*TRY IT:*
Take every line in the entries that includes the word "cloud" and copy it.

Saved entries:
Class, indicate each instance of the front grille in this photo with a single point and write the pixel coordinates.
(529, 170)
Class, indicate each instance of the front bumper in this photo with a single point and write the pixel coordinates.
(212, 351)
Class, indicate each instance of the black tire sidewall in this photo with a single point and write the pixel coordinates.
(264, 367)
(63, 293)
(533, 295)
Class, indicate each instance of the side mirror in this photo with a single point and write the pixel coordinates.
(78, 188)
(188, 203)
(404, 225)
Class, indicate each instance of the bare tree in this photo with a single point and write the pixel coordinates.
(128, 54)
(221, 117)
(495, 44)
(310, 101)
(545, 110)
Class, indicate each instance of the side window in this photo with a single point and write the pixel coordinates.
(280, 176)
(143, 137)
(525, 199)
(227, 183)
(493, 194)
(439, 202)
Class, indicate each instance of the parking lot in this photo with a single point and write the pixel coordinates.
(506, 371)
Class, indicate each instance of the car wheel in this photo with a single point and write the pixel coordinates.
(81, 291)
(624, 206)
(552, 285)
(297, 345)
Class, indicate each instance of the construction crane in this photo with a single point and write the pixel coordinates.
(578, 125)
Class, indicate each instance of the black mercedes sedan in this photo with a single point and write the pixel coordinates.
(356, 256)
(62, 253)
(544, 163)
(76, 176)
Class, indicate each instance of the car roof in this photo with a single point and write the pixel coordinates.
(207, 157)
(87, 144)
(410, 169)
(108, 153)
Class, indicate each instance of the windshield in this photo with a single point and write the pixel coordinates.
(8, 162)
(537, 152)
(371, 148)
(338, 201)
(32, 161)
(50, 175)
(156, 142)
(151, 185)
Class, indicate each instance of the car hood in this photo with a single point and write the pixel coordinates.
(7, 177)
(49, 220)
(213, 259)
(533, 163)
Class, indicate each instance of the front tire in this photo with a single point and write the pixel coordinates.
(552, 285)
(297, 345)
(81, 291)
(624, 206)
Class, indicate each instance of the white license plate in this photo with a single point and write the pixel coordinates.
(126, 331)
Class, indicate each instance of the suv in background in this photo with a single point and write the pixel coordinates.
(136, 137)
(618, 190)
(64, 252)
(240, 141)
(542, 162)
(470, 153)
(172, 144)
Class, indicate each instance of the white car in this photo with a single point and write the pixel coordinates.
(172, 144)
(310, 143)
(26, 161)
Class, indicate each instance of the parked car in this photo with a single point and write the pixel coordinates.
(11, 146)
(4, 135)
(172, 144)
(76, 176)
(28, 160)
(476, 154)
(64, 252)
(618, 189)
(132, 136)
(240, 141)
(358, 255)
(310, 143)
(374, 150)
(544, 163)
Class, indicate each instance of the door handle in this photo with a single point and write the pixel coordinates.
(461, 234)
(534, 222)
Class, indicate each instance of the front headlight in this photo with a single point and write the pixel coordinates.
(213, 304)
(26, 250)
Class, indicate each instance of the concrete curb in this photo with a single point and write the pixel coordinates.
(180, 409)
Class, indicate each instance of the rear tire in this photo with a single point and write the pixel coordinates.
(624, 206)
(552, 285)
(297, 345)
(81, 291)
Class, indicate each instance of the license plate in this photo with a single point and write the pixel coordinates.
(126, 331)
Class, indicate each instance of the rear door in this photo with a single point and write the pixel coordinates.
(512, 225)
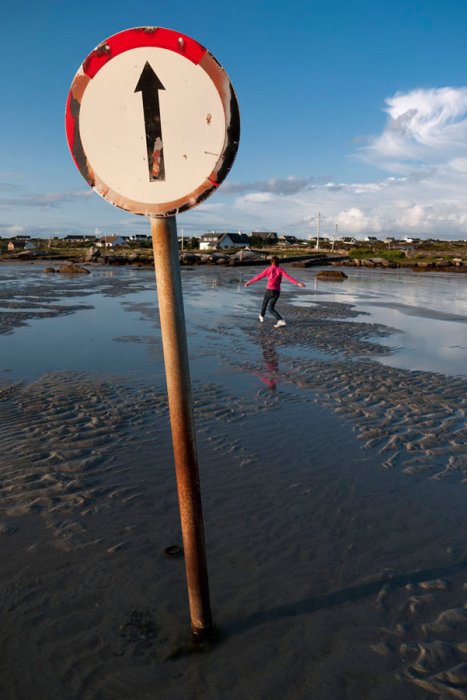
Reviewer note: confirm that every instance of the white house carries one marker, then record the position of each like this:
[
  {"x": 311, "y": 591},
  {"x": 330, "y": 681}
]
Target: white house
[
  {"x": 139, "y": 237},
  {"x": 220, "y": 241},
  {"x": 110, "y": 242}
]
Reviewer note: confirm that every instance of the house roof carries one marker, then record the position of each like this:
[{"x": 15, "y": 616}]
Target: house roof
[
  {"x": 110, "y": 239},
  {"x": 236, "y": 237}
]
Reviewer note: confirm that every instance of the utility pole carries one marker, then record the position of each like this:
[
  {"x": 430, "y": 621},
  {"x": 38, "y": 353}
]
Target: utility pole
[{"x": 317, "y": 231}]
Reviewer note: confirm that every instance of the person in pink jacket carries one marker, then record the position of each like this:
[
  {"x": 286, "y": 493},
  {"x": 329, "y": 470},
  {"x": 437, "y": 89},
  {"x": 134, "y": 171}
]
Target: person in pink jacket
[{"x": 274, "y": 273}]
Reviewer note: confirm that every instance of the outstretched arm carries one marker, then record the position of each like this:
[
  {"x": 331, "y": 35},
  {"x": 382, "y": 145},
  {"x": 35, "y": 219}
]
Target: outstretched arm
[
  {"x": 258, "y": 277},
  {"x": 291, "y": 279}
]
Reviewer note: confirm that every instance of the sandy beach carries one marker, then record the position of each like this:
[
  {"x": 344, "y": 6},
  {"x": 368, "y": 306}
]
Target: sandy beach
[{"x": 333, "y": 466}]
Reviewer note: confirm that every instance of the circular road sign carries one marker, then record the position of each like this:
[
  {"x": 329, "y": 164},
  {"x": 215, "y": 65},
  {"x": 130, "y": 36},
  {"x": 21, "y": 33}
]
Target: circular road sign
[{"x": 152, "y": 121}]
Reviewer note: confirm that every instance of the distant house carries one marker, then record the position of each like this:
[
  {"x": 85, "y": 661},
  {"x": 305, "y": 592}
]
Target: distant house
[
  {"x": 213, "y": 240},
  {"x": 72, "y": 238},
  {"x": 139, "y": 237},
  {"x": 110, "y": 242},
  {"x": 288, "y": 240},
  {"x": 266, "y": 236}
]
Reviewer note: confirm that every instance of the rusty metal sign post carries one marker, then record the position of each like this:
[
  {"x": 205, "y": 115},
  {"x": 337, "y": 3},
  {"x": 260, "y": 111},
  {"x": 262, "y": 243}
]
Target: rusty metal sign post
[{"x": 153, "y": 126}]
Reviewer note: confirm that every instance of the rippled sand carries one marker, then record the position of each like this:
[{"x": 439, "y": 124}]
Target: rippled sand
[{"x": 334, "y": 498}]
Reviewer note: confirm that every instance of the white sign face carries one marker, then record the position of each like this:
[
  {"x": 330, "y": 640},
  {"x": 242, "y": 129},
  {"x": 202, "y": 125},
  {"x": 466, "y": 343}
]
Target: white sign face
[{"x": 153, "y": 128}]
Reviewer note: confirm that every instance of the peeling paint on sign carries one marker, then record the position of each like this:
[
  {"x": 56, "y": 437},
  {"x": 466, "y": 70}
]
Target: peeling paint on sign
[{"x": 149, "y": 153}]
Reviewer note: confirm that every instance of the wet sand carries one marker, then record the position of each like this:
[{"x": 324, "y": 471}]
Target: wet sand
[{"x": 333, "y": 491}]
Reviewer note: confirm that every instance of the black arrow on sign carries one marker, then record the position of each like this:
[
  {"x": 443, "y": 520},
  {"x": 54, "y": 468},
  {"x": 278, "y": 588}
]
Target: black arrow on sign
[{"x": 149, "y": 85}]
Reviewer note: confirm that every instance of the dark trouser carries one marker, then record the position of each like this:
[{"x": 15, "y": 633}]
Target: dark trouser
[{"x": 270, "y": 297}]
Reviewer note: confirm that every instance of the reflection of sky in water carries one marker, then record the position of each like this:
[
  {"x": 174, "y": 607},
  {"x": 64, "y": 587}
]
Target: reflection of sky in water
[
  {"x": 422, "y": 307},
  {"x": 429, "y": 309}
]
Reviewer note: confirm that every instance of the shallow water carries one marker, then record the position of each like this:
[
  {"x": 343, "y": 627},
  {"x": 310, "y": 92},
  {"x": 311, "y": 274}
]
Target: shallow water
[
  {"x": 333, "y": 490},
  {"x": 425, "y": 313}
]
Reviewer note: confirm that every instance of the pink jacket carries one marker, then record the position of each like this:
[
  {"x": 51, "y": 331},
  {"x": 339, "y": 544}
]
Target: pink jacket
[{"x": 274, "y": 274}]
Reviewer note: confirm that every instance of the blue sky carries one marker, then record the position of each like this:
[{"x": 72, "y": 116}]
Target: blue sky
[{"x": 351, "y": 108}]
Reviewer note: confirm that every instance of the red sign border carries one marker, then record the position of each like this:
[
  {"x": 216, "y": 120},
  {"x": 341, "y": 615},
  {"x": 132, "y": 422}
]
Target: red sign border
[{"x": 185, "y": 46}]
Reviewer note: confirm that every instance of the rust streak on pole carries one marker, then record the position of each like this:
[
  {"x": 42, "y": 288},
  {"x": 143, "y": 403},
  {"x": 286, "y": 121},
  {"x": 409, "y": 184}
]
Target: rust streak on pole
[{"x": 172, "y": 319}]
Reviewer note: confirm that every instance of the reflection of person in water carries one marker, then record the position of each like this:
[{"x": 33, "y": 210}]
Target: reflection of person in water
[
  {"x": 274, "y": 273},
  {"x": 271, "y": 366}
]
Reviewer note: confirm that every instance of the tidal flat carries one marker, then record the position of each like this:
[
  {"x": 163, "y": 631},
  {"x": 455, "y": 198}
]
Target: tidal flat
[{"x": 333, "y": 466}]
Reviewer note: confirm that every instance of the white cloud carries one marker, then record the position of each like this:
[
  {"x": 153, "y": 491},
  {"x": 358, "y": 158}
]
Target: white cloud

*SOLUTION FOR THIS EXERCISE:*
Reviewer note: confirm that every instance of the white cloud carries one marker, then record the position of each like this:
Target: white cloud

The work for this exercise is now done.